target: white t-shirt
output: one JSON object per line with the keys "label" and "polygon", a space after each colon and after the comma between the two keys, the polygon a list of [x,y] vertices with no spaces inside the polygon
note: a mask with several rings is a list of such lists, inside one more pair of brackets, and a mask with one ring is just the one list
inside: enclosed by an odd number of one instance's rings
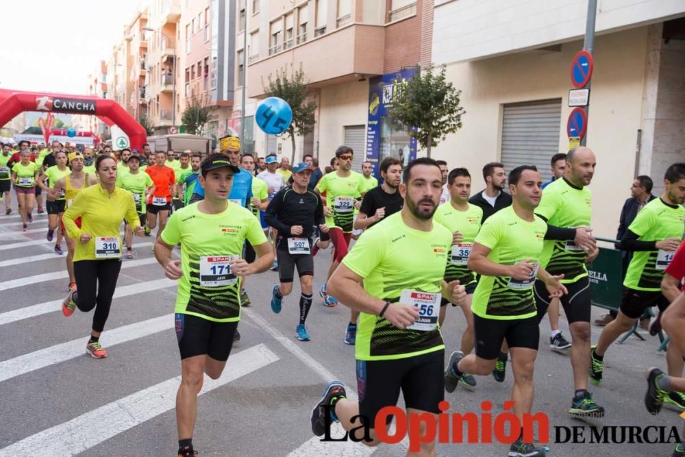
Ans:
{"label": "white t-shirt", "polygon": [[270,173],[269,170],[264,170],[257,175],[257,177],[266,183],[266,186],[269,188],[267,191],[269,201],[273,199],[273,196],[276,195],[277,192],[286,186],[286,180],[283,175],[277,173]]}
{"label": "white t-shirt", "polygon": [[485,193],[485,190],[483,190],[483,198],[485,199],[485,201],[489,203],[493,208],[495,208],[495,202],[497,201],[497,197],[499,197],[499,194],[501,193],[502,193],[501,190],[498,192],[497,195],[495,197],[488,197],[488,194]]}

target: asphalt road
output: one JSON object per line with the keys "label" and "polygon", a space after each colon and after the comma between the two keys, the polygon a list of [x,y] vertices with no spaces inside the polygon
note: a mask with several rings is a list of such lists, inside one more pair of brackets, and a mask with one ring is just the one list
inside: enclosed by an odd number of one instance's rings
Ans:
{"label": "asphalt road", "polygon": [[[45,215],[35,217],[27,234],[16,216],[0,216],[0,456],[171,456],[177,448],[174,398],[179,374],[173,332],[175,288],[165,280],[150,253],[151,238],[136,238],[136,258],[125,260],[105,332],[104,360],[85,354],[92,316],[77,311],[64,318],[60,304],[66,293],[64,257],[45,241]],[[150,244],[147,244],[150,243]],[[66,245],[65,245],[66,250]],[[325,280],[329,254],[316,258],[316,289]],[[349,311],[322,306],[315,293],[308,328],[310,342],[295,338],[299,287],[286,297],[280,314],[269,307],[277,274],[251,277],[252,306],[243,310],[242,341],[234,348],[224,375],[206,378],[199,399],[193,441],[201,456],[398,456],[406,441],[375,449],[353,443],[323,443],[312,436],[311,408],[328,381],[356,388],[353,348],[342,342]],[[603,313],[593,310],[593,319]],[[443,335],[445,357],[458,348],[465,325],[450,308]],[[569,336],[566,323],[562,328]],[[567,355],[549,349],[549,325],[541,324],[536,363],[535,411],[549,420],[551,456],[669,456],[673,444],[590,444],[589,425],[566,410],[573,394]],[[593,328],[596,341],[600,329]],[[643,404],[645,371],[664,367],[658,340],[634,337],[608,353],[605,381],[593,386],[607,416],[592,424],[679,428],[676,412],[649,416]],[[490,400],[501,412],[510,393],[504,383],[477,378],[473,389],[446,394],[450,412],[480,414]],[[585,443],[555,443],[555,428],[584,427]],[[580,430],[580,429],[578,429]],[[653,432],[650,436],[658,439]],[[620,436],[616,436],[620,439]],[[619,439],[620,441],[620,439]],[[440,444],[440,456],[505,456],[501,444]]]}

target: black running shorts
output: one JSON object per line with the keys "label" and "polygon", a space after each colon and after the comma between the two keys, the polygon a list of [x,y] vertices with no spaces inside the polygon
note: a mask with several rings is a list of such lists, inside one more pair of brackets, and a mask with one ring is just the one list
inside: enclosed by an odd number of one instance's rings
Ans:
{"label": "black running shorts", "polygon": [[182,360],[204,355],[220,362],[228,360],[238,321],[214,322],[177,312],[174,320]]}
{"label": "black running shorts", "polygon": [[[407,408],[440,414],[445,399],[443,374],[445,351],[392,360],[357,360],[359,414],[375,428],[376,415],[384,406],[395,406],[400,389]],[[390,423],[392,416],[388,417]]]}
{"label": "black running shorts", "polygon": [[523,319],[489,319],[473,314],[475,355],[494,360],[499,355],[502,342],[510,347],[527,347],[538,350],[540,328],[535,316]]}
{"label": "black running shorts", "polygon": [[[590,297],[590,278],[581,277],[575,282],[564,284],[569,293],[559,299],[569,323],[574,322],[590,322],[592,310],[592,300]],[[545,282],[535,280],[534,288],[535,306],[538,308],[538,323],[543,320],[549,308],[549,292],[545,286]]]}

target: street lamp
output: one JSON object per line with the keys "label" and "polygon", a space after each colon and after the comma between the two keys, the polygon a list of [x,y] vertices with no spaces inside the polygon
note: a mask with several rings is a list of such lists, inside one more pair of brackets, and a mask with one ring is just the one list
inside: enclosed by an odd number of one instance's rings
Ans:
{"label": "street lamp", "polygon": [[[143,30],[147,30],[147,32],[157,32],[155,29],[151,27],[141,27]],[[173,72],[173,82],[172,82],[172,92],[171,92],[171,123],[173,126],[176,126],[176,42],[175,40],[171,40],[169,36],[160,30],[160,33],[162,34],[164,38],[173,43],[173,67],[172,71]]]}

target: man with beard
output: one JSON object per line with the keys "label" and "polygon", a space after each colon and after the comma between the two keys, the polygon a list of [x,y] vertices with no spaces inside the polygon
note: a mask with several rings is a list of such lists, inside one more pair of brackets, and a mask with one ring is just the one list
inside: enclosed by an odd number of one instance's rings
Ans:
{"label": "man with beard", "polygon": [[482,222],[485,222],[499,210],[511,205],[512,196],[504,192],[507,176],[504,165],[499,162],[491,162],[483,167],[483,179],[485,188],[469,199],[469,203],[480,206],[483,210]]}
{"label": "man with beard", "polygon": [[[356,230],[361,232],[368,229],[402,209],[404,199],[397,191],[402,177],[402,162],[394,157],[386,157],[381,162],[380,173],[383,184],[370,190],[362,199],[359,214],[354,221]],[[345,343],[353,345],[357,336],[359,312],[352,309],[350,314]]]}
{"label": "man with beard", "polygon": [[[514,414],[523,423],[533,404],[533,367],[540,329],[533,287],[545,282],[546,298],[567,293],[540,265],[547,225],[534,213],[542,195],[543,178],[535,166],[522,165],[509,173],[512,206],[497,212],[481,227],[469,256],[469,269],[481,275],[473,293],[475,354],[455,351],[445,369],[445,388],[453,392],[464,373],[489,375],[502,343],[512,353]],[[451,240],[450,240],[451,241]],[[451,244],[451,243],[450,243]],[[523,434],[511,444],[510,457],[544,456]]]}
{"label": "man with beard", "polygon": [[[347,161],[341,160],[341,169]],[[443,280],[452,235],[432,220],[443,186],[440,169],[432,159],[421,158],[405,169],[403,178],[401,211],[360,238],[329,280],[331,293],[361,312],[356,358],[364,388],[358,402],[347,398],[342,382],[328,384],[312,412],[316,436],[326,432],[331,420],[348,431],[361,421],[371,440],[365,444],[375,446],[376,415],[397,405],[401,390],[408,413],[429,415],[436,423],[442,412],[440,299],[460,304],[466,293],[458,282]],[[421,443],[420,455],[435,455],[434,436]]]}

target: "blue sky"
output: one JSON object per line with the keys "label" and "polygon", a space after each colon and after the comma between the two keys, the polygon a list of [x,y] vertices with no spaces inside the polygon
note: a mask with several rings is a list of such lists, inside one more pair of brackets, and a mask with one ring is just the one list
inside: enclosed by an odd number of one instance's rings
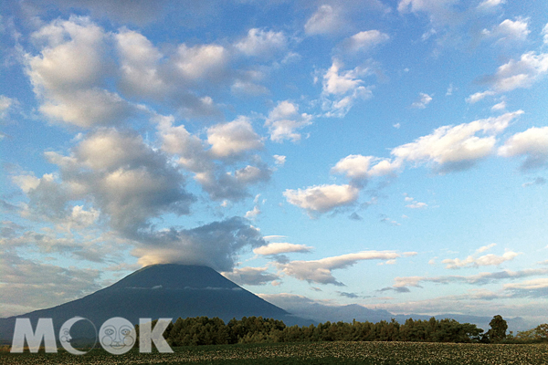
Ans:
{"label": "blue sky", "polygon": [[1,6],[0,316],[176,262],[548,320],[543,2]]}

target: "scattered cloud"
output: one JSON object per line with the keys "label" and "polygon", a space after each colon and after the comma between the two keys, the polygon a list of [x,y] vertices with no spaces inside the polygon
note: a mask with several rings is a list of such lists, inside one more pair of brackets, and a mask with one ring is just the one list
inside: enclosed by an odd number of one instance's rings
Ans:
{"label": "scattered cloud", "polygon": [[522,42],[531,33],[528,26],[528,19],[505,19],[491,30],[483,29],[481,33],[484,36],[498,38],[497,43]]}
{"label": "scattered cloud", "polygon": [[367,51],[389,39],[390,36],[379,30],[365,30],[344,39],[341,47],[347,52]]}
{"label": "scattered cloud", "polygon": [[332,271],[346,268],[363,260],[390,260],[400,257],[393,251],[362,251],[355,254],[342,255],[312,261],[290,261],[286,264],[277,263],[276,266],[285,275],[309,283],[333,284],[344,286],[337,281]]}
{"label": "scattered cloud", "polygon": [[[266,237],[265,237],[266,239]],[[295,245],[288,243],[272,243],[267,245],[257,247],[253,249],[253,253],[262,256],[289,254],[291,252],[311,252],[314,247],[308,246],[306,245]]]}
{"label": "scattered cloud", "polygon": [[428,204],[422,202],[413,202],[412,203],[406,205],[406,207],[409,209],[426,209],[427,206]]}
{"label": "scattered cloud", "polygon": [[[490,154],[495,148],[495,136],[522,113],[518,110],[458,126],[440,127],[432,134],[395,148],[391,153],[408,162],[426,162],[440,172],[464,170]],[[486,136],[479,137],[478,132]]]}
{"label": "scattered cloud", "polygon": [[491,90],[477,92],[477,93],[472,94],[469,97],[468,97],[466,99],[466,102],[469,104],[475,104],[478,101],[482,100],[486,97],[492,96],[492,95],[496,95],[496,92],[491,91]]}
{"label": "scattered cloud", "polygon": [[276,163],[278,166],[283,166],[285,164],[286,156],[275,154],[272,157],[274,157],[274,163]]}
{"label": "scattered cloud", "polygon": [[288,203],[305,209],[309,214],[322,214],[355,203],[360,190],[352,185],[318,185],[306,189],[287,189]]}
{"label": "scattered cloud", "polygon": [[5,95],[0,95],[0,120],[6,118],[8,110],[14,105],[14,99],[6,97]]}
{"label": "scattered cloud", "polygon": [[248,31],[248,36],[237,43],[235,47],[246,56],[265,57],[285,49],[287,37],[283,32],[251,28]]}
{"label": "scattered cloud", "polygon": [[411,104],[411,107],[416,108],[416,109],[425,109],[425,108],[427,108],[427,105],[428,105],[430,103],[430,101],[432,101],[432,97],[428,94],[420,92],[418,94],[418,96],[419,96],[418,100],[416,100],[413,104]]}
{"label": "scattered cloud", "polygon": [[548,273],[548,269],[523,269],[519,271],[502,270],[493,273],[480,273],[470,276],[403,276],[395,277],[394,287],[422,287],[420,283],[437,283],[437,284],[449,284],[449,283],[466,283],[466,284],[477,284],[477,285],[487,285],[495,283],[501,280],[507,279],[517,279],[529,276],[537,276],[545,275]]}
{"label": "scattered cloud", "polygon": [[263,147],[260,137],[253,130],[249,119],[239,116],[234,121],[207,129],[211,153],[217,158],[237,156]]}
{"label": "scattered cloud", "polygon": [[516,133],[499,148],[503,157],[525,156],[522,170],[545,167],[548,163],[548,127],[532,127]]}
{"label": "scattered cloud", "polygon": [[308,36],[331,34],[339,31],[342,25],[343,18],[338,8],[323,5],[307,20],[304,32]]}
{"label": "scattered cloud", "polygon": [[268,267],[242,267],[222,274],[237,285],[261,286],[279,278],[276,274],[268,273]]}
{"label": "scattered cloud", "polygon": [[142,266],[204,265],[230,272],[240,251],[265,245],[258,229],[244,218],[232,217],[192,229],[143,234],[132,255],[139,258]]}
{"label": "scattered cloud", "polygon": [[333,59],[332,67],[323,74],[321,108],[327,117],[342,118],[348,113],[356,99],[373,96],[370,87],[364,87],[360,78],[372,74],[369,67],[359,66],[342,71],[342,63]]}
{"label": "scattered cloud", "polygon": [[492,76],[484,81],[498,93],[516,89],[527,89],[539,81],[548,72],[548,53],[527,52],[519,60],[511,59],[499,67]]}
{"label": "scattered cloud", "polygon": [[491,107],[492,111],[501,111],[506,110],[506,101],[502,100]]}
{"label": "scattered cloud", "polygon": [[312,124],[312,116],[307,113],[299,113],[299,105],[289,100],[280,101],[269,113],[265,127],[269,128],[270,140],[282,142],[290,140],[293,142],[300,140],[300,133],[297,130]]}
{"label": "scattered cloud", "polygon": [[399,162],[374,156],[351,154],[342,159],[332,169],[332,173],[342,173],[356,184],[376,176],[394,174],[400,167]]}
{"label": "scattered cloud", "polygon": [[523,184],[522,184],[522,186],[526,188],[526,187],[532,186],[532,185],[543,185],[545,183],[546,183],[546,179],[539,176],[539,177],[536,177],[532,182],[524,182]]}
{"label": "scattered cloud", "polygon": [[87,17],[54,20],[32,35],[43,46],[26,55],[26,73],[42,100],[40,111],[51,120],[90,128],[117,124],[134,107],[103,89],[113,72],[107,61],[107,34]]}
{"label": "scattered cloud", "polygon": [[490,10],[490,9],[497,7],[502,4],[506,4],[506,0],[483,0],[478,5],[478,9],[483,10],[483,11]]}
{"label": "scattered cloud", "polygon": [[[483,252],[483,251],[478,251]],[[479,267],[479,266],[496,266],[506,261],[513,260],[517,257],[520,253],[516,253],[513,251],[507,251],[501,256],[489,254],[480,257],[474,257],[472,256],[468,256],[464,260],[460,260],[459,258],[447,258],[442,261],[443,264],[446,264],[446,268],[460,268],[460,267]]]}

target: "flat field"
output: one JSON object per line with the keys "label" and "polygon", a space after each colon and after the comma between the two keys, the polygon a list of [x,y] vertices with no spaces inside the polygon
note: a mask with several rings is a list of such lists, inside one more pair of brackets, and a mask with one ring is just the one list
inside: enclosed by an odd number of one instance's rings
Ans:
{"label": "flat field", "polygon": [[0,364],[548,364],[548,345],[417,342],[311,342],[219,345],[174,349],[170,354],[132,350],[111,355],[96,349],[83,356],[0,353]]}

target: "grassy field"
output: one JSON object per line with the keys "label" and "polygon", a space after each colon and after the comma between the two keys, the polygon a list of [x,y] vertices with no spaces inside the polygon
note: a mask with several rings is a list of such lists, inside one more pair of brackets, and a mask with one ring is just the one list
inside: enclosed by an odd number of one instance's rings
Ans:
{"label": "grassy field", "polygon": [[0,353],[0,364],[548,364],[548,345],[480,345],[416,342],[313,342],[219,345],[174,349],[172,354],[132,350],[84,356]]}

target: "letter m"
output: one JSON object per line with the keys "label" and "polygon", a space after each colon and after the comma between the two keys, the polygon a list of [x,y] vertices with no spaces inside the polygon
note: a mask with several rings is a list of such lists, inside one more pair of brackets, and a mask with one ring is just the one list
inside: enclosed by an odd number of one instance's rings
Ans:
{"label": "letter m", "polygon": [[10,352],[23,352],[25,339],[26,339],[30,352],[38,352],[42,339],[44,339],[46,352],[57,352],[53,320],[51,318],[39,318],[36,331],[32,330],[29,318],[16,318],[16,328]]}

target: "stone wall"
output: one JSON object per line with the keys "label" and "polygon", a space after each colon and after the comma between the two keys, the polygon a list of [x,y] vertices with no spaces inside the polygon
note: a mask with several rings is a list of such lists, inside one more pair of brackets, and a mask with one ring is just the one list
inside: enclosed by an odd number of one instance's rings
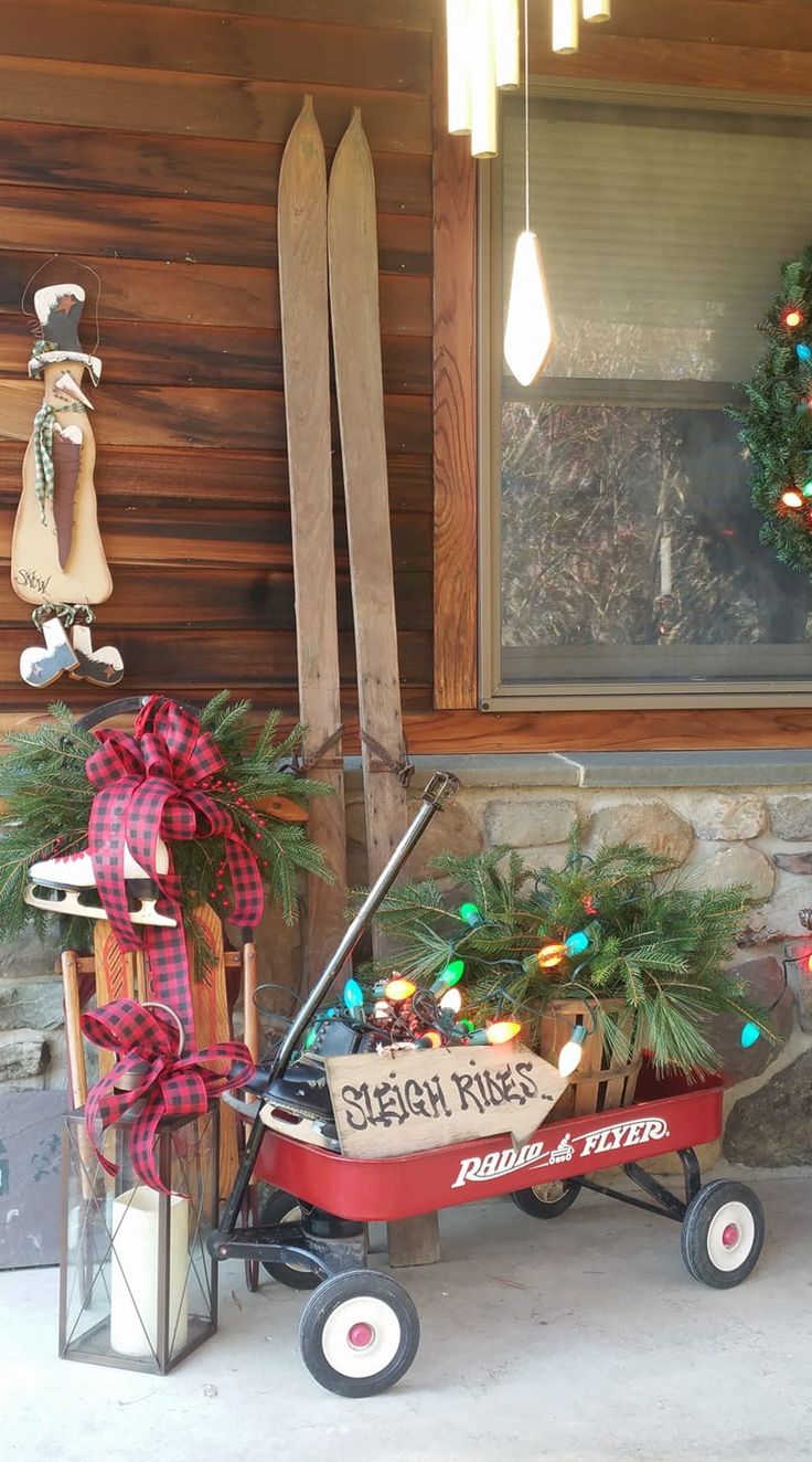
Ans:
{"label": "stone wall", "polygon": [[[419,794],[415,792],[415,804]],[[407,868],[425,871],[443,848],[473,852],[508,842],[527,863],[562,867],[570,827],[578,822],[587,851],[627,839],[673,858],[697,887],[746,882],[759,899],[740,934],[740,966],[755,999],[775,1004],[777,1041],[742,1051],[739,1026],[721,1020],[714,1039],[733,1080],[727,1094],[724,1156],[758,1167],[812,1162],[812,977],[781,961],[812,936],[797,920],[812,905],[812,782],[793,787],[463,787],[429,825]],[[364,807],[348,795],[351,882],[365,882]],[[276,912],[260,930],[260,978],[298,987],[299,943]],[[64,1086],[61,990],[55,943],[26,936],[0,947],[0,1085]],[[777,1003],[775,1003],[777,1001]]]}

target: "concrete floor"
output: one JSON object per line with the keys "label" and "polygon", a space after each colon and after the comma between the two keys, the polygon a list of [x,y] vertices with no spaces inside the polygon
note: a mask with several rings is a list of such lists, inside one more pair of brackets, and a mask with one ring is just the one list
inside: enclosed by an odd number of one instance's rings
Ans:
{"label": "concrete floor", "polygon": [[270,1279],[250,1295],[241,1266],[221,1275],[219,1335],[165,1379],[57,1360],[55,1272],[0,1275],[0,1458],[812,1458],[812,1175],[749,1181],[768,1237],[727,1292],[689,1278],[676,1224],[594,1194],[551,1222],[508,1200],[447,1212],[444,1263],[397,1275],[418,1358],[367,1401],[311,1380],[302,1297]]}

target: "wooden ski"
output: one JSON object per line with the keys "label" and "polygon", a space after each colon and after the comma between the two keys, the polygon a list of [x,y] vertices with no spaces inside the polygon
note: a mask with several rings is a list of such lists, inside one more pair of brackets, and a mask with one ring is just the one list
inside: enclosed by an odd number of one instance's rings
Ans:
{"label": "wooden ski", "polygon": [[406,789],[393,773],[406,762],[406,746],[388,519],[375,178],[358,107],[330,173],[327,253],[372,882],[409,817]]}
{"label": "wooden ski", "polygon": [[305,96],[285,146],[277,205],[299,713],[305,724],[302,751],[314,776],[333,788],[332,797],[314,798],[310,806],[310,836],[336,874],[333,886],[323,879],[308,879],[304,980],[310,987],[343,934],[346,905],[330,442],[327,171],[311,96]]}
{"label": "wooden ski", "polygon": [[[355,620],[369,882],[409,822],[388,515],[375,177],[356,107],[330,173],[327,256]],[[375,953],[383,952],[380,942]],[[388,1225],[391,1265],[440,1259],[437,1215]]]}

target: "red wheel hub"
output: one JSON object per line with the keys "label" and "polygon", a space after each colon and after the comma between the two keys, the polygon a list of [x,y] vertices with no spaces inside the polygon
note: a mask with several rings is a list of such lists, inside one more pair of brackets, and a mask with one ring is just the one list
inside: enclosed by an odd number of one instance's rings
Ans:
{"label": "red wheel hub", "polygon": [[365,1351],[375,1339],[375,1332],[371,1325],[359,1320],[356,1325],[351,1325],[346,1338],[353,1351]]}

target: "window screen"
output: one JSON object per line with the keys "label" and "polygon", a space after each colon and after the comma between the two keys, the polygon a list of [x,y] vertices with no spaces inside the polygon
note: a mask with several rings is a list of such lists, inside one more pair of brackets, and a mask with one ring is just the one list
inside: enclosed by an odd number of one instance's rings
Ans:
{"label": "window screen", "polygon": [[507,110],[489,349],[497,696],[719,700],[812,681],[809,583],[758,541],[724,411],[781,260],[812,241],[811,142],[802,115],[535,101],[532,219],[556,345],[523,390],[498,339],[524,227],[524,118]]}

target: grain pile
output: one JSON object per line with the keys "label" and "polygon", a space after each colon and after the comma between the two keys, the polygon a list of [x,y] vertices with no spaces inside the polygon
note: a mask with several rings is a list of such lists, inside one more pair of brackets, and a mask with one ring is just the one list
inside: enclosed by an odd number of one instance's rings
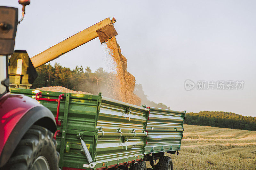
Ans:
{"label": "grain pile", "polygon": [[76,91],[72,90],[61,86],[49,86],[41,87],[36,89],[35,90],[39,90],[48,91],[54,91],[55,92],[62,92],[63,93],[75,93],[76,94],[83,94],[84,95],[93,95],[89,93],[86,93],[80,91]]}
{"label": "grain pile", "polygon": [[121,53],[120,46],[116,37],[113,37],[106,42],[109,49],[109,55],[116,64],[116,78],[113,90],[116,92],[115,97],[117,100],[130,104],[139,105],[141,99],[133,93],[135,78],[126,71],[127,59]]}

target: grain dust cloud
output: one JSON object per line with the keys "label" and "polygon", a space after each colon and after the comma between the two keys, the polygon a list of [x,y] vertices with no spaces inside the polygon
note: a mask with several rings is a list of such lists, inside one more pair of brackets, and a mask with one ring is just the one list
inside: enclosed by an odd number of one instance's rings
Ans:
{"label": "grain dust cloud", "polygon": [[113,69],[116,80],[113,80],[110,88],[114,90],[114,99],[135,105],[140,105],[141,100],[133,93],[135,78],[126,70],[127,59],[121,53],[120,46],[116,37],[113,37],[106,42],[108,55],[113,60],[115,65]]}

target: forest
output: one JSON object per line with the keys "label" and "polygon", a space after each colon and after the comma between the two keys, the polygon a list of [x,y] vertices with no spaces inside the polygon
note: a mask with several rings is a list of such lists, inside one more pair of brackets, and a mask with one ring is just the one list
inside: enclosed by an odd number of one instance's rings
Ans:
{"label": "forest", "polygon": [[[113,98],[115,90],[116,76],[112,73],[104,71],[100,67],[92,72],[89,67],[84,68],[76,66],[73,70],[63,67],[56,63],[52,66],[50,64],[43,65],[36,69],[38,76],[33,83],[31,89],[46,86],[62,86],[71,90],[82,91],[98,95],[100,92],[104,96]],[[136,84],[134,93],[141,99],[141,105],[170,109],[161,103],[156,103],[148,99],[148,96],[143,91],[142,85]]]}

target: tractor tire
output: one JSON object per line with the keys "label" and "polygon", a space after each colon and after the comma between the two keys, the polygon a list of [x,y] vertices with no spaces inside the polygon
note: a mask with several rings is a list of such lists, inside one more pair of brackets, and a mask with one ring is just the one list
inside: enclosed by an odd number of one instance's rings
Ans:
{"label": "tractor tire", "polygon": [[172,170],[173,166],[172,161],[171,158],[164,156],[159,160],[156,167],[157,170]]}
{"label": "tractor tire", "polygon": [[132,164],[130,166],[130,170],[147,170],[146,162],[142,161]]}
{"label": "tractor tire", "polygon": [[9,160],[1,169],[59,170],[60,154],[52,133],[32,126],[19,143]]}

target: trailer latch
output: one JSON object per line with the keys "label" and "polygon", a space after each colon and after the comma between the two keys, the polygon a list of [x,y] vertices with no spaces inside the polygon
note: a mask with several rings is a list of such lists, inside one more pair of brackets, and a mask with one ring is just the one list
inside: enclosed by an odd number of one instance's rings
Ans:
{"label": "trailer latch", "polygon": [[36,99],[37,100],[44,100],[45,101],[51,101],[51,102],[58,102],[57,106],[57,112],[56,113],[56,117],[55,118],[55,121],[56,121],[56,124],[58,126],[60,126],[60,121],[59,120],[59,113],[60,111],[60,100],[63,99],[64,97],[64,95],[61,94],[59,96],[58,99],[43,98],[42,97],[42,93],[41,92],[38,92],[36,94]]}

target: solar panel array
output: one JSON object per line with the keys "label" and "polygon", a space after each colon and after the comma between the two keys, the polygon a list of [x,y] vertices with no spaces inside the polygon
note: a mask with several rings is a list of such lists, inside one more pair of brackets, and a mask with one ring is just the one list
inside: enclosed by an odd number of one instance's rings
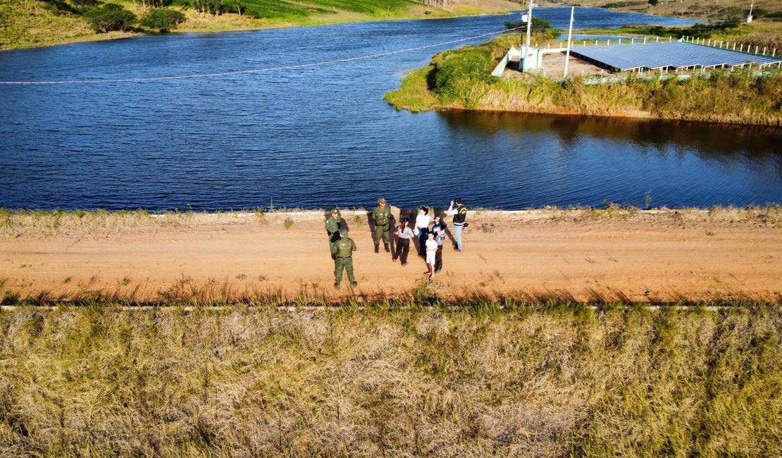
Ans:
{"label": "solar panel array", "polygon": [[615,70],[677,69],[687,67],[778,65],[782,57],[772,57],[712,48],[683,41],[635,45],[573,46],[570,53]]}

_Goal of the exercise:_
Render as a JSON list of strings the lines from the one containing "target: solar panel array" through the last line, both included, with one string per line. Omit blank lines and leave the pictures out.

_Expected answer:_
[
  "target: solar panel array",
  "output: one JSON object per line with the keys \"label\" and \"polygon\", a space after each colon and after the comma between the two keys, the polygon a list of [x,y] vertices with no spaces inside the polygon",
  "note: a mask with several rings is a list of such lists, inside one more pair of brackets, and a mask with one ring is just the one list",
  "inside: enclosed by an odd number of one instance's rings",
  "Ans:",
  "{\"label\": \"solar panel array\", \"polygon\": [[615,70],[677,69],[687,67],[778,65],[782,57],[772,57],[712,48],[683,41],[635,45],[573,46],[570,53]]}"
]